[SUPPLIED TEXT]
══════════
Saturday, February 16, 2008

Gay-marriage ban dies in House |

Gay-marriage ban dies in House |

2008 Legislature
Gay-marriage ban dies in House
Backers of constitutional amendment must wait at least 4 years before they can try again
By Bill Ruthhart
February 16, 2008

Supporters of a constitutional ban on same-sex marriages likely will have to wait at least another four years after a key House leader decided he won't consider legislation that passed the Senate.
Conservative activists and lawmakers expressed frustration Friday with the decision by Rep. Scott Pelath, D-Michigan City, not to hear Senate Joint Resolution 7, the legislation that included the constitutional ban.
Pelath's decision did not come as a surprise because earlier this session, he refused to hear a House version of the legislation in his Rules Committee. His decision not to hear the Senate version of the proposal, however, is significant because it likely wipes out a decision by the General Assembly in 2005 to pass the measure.
In order to amend the constitution, two consecutively elected legislatures must pass the measure, and voters must approve it in a general election.

When Republicans controlled the House and Senate in 2005, the legislature passed the amendment. Since the Democrats regained control of the House in 2007, the effort has stalled in Pelath's committee.
"The state just needs to understand that Democrat leadership in the Indiana House is preventing them from speaking on this issue," said House Minority Leader Brian Bosma, R-Indianapolis. "Speaker Pat Bauer and his leadership team killed this measure in 2004, they killed it in 2007, and now they're killing it in 2008."
══════════
[DATA RECORDS]
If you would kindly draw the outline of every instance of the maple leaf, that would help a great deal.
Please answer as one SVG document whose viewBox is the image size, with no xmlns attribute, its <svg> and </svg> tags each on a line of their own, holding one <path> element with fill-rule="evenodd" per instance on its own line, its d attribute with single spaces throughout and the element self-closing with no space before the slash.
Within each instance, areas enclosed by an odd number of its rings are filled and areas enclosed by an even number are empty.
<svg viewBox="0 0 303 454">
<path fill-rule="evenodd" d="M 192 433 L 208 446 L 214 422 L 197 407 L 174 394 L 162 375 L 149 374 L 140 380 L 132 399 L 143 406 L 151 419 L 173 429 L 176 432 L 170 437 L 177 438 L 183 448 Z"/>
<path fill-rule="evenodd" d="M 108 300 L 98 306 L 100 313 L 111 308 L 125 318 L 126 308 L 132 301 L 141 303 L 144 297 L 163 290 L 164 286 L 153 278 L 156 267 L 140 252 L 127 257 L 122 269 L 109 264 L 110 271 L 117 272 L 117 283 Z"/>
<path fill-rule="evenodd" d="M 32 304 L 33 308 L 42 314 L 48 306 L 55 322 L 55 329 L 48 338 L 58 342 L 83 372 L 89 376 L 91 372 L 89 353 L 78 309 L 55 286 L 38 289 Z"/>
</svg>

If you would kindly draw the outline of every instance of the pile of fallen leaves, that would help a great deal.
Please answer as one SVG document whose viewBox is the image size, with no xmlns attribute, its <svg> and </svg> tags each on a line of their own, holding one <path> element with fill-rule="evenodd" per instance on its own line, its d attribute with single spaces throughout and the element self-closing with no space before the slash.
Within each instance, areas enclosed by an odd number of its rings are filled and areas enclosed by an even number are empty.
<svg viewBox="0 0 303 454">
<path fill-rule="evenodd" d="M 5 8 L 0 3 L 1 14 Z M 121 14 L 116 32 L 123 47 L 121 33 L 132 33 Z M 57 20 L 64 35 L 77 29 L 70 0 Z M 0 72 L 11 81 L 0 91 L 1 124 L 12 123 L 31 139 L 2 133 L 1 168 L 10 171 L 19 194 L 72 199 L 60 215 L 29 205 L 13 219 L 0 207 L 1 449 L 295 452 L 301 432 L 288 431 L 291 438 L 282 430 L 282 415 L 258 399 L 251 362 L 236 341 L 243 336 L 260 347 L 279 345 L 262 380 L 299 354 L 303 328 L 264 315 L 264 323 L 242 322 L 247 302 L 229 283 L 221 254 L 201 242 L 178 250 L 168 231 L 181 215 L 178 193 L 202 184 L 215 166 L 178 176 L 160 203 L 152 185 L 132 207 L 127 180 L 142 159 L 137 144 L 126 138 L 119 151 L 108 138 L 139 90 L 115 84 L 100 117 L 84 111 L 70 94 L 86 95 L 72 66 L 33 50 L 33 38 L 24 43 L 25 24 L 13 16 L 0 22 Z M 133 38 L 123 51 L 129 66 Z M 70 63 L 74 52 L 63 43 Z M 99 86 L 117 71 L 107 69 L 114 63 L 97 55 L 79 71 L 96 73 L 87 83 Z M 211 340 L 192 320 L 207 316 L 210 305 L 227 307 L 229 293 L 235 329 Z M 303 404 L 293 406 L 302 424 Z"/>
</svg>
══════════
[OBJECTIVES]
[1] Using the article on the gay-marriage ban, answer these questions:
(a) In which committee did Pelath refuse to hear the House version of the legislation?
(b) Besides passage by two consecutively elected legislatures, what is required to amend the constitution?
(c) Who is the House Minority Leader?
[2] Proceed with the article on the Indiana gay-marriage ban from where it stops.

[ANSWER LIST]
[1]
(a) The Rules Committee.
(b) Voters must approve the measure in a general election.
(c) Brian Bosma, R-Indianapolis.

[2]
Bauer, D-South Bend, has said he never promised a vote on the issue, only that he'd let it move through the legislative process.
Pelath also pointed to extensive hearings on the proposal last year in his committee, which resulted in a deadlock vote.
Amendment supporters say that if the full House were allowed to vote on the measure, it would pass overwhelmingly.
Pelath and opponents argue that the state already has a law banning same-sex marriages and that the amendment's language was ambiguous and could result in unintended consequences on issues including domestic violence protection and businesses' ability to recruit employees.
"This really is a very simple decision," Pelath said. "The reality is, we have no gay marriages in Indiana. It is against the law. Nobody has brought me evidence of a gay marriage taking place in this state.
"There's no reason to put very poorly crafted verbiage into our constitution, out state's highest document, that could potentially be a lawyer's dream with all sorts of unintended consequences."
Eric Miller, founder of the conservative activist group Advance America, blames Bauer, who he said has intentionally sent the amendment to Pelath's committee to kill it.
"It is a tragedy for the people of Indiana that one man, Speaker Pat Bauer, stopped the 100 members of the House (from) being able to vote to protect marriage and prevented the citizens of Indiana from having the opportunity to vote to protect marriage," Miller said. "It's not only a disappointment, it's wrong."
Pelath rejected that argument.
"That's not what our constitution says. It doesn't just say you throw out an idea and you throw it out for a vote -- that's not how we do it," he said. "We don't send everything up for referendum here. We make decisions and do our jobs. I'm abiding by the constitution."
Walter Botich, legislative chairman of gay-rights group Indiana Equality, was encouraged that Pelath stood his ground.
"I think his decision makes perfect sense," Botich said. "The people I've talked to, their concerns have been about issues about property taxes, so it makes logical sense that the legislature spends its time on those more important issues."
Sen. Brandt Hershman, R-Wheatfield, argued there was enough time to deal with the issue this session and that its language wasn't "hazy," as Pelath suggested.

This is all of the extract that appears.